--- Material ---
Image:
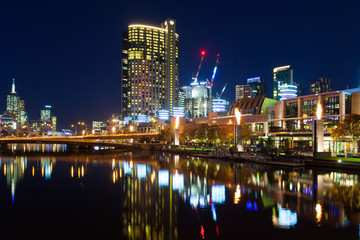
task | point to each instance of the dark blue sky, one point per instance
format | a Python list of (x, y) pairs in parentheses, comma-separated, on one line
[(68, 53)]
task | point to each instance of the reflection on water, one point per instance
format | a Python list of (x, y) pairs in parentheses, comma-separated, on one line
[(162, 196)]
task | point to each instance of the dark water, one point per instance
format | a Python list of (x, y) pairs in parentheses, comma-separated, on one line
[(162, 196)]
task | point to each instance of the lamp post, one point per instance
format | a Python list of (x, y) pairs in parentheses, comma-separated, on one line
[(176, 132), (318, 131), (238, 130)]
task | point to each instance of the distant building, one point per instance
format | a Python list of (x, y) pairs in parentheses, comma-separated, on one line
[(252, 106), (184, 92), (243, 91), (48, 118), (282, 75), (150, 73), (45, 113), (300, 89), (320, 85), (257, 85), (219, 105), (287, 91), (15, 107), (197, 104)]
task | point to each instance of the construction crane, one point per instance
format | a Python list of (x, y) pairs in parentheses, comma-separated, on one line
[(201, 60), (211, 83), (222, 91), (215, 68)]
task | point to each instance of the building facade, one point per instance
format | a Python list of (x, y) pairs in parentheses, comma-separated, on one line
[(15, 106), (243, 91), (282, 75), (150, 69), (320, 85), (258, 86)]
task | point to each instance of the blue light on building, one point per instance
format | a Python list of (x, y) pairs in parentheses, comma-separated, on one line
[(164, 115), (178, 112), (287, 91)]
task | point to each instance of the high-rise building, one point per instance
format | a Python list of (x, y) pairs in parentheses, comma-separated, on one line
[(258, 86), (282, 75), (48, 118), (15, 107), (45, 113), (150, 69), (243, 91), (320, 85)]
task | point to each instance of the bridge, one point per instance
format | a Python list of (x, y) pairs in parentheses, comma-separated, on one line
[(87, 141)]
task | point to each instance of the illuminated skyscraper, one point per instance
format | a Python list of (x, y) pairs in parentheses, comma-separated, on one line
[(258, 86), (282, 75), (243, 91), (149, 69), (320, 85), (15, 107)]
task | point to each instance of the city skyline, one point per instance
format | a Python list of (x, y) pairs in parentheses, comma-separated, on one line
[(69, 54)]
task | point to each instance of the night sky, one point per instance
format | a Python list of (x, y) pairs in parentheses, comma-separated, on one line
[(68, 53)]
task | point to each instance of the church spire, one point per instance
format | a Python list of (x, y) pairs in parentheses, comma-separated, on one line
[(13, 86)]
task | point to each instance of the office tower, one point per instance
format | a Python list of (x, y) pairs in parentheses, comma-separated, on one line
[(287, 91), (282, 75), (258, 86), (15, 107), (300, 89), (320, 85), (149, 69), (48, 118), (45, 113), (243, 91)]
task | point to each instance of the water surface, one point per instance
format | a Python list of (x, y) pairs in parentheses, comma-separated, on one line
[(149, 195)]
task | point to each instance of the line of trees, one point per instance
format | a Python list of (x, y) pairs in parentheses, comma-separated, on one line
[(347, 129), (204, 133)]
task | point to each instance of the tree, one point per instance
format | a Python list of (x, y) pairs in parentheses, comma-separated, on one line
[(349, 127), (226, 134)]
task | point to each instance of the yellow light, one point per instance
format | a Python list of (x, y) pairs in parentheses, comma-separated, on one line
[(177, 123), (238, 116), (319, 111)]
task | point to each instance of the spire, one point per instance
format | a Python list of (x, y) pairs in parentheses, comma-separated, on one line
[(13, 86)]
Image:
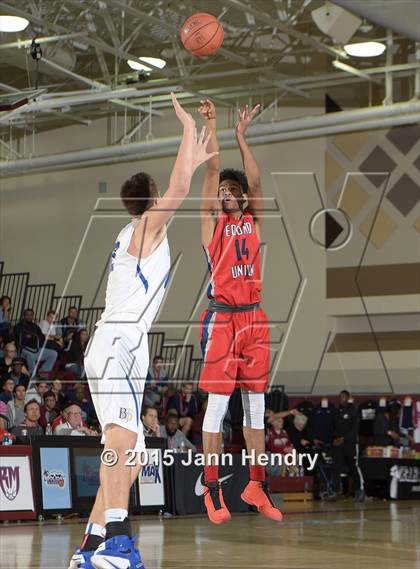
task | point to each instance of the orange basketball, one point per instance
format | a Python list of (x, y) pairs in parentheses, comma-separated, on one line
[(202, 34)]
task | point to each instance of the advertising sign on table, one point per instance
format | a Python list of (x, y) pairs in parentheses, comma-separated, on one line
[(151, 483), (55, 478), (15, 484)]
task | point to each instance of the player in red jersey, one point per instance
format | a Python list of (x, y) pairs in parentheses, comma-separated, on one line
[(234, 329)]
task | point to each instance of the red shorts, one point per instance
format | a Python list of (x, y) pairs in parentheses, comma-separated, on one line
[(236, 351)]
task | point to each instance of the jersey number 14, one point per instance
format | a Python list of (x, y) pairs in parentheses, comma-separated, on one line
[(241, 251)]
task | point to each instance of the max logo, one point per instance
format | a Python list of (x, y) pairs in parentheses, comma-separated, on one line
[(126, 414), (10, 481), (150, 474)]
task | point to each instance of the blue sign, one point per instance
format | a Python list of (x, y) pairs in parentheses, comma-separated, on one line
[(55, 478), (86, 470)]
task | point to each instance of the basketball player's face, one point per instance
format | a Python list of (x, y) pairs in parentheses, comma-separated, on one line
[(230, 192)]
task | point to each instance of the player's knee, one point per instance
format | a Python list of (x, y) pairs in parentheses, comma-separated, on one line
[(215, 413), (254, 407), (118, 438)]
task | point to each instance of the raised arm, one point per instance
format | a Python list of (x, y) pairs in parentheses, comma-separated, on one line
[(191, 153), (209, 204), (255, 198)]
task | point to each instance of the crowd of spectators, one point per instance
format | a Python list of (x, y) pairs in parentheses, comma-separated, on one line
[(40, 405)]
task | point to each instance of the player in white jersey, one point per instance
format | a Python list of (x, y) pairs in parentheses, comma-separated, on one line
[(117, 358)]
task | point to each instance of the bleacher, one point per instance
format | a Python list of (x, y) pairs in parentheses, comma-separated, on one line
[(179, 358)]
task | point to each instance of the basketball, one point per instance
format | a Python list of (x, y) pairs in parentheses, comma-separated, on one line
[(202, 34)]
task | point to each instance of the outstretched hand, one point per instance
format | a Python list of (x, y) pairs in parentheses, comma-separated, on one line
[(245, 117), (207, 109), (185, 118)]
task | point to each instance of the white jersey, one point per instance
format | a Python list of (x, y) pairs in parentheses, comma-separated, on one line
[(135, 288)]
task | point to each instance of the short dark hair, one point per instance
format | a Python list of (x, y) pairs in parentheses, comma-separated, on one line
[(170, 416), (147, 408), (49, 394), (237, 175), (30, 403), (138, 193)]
---
- Work to complete
Convert the lines of all the entries above into a JSON list of strings, one string per line, skipping blank lines. Leave the pictures out of the answer.

- Written answer
[
  "Image:",
  "task | point to each instance of the dark blue sky, one point per instance",
  "format | a Python list of (x, y) pairs in parentheses, comma-separated, on one line",
  "[(68, 53)]",
  "task | point to each instance of the reflection on water, one point per instance",
  "format | a Python list of (x, y) pairs in parentheses, comma-separated, on one line",
  "[(162, 196)]",
  "task | point to each instance of the dark water, one point per instance",
  "format | a Python list of (x, y) pairs in parentheses, comma-separated, on one line",
  "[(162, 196)]",
  "task | point to each instance of the lamp post, one point per instance",
  "format | a Python list of (x, y) pairs in parentheses, comma-separated, on one line",
  "[(176, 132), (318, 131), (238, 130)]",
  "task | point to each instance of the distant building, one point per instance",
  "format | a Python list of (x, y) pairs in parentheses, comma-separated, on one line",
  "[(252, 106), (184, 92), (243, 91), (48, 118), (282, 75), (150, 73), (45, 113), (300, 89), (320, 85), (257, 85), (219, 105), (287, 91), (15, 107), (197, 104)]",
  "task | point to each instance of the construction crane, one point per instance",
  "format | a Python list of (x, y) pairs in parentheses, comma-separated, on one line",
  "[(201, 60), (211, 83), (222, 91), (215, 68)]",
  "task | point to each instance of the building facade, one point per instance",
  "format | a Python list of (x, y) pairs in parentheses, comma-separated, on one line",
  "[(15, 106), (243, 91), (282, 75), (150, 69), (320, 85), (258, 86)]",
  "task | point to each instance of the blue light on building, one point per instance",
  "format | a Python list of (x, y) pairs in parentheses, comma-separated, on one line",
  "[(164, 115), (178, 112), (287, 91)]",
  "task | point to each instance of the high-rise building, one point per instance",
  "format | a Python list of (x, y) pairs in parentheses, comma-separated, on one line",
  "[(258, 86), (282, 75), (48, 118), (15, 107), (45, 113), (150, 69), (243, 91), (320, 85)]",
  "task | point to each instance of the bridge, one point per instance",
  "format | a Python list of (x, y) pairs in parentheses, comma-separated, on one line",
  "[(87, 141)]",
  "task | point to each instance of the illuminated skyscraper, one point per instance",
  "format | a Python list of (x, y) pairs in parentheses, comma-separated, on one line",
  "[(258, 86), (282, 75), (243, 91), (149, 69), (320, 85), (15, 107)]",
  "task | point to each instance of the city skyline, one point per instance",
  "format | a Python list of (x, y) pairs in parentheses, comma-separated, on one line",
  "[(69, 54)]",
  "task | point to each instance of the night sky, one point per instance",
  "format | a Python list of (x, y) pairs in parentheses, comma-separated, on one line",
  "[(68, 53)]",
  "task | point to each instance of the church spire, one point per instance",
  "format | a Python list of (x, y) pairs in parentheses, comma-separated, on one line",
  "[(13, 86)]",
  "task | point to each instance of the office tower, one point per instance",
  "format | a Python list of (x, y) pairs in parentheses, comma-separated, on one line",
  "[(287, 91), (282, 75), (258, 86), (15, 107), (300, 89), (320, 85), (149, 69), (48, 118), (45, 113), (243, 91)]",
  "task | point to each instance of the water surface, one point per instance",
  "format | a Python list of (x, y) pairs in parentheses, comma-separated, on one line",
  "[(149, 195)]",
  "task | point to each instance of the line of trees, one point per instance",
  "format | a Python list of (x, y) pairs in parentheses, comma-separated, on one line",
  "[(347, 129), (204, 133)]",
  "task | point to each instance of the tree, one point per instance",
  "format | a Python list of (x, y) pairs in parentheses, comma-separated, on one line",
  "[(349, 127), (226, 134)]",
  "task | point to each instance of the yellow light, one point per instance",
  "format | a Python list of (x, y) pairs in parentheses, comma-separated, on one line",
  "[(177, 123), (238, 116), (319, 111)]",
  "task | point to each instance of the spire, one point per instance",
  "format | a Python list of (x, y) pairs in parentheses, comma-separated, on one line",
  "[(13, 86)]",
  "Image:",
  "task | point to each instance of the orange basketball, one point per instance",
  "format | a Python list of (x, y) pairs in parentheses, comma-separated, on one line",
  "[(202, 34)]",
  "task | point to each instance of the advertising sign on table, one point per instance",
  "format | a Python list of (x, y) pairs in parentheses, comma-separated, on one line",
  "[(151, 483), (55, 478), (15, 484)]",
  "task | point to each instance of the player in red jersey, one point per instance",
  "format | a Python list of (x, y) pairs in parentheses, comma-separated, on one line",
  "[(234, 329)]",
  "task | point to each instance of the red shorts, one point per instance",
  "format | a Python list of (x, y) pairs in parentheses, comma-separated, on one line",
  "[(236, 351)]",
  "task | point to each instance of the jersey number 14, one point per instance",
  "format | a Python list of (x, y) pairs in parentheses, comma-separated, on one line",
  "[(241, 251)]",
  "task | point to each instance of the max logo, one point per instance",
  "format | a Python list of (x, y) pairs in parentheses, comma-separated, on one line",
  "[(126, 414), (10, 481), (150, 474)]",
  "task | point to each instance of the blue sign, one point per instance",
  "format | a Python list of (x, y) pairs in parentheses, comma-separated, on one line",
  "[(55, 478), (86, 470)]",
  "task | point to each instance of the basketball player's face, one point per instance",
  "format | a Python list of (x, y) pairs in parentheses, comma-separated, on one line",
  "[(230, 192)]",
  "task | point to each instance of the player's knee, one point per instance",
  "format | a Python list of (x, y) pairs in parentheses, comma-separated, on one line",
  "[(215, 413), (254, 407), (118, 438)]",
  "task | point to each instance of the raised arm, one point per instance",
  "format | a Python list of (x, y) pairs in parentheses, comma-separated, on one line",
  "[(191, 153), (209, 204), (255, 198)]",
  "task | point to each instance of the crowd of spectators, one point per instance",
  "format | a Python list of (x, y) pairs in parentheses, comma-separated, on one line",
  "[(40, 405)]",
  "task | point to each instance of the player in white jersey, one point per instance",
  "format | a Python list of (x, y) pairs in parentheses, comma-separated, on one line",
  "[(117, 358)]",
  "task | point to each instance of the bleacher, one point per instance",
  "format | a Python list of (x, y) pairs in parentheses, comma-separated, on one line",
  "[(179, 358)]",
  "task | point to each instance of the basketball, one point per instance",
  "format | a Python list of (x, y) pairs in parentheses, comma-separated, on one line",
  "[(202, 34)]",
  "task | point to each instance of the outstretched hand, one point per instance",
  "format | a Python list of (x, y) pairs in parentheses, comma-separated, on one line",
  "[(245, 117), (207, 109), (185, 118)]",
  "task | point to each instance of the white jersey, one point per instance",
  "format | a Python list of (x, y) pairs in parentheses, comma-separated, on one line",
  "[(135, 288)]",
  "task | point to each instance of the short dark hair, one point per instance",
  "format | a Python list of (x, y) pairs in parentheses, comma-separated, on one line",
  "[(170, 416), (147, 408), (49, 394), (237, 175), (30, 403), (138, 193)]"
]